**Provided material:**
▼

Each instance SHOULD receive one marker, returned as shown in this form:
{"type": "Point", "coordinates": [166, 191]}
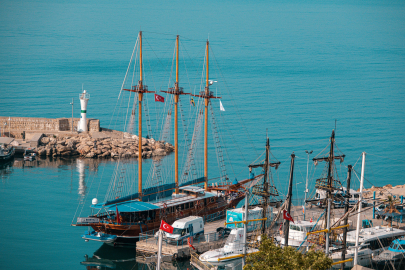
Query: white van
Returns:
{"type": "Point", "coordinates": [186, 227]}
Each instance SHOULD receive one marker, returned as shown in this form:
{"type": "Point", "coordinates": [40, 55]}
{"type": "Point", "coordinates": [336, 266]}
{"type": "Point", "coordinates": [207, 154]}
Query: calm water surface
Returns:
{"type": "Point", "coordinates": [291, 68]}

▲

**What is expected:** Extract all the data above exactly, excluding every picture.

**Output of the exercise:**
Each instance SHOULD receive one marker, returned as shown in this form:
{"type": "Point", "coordinates": [166, 191]}
Query: white van
Returns:
{"type": "Point", "coordinates": [186, 227]}
Each instance SHOULD receive one marker, returned as shown in this form:
{"type": "Point", "coordinates": [40, 55]}
{"type": "Point", "coordinates": [336, 266]}
{"type": "Point", "coordinates": [207, 154]}
Query: calm water surface
Returns:
{"type": "Point", "coordinates": [291, 68]}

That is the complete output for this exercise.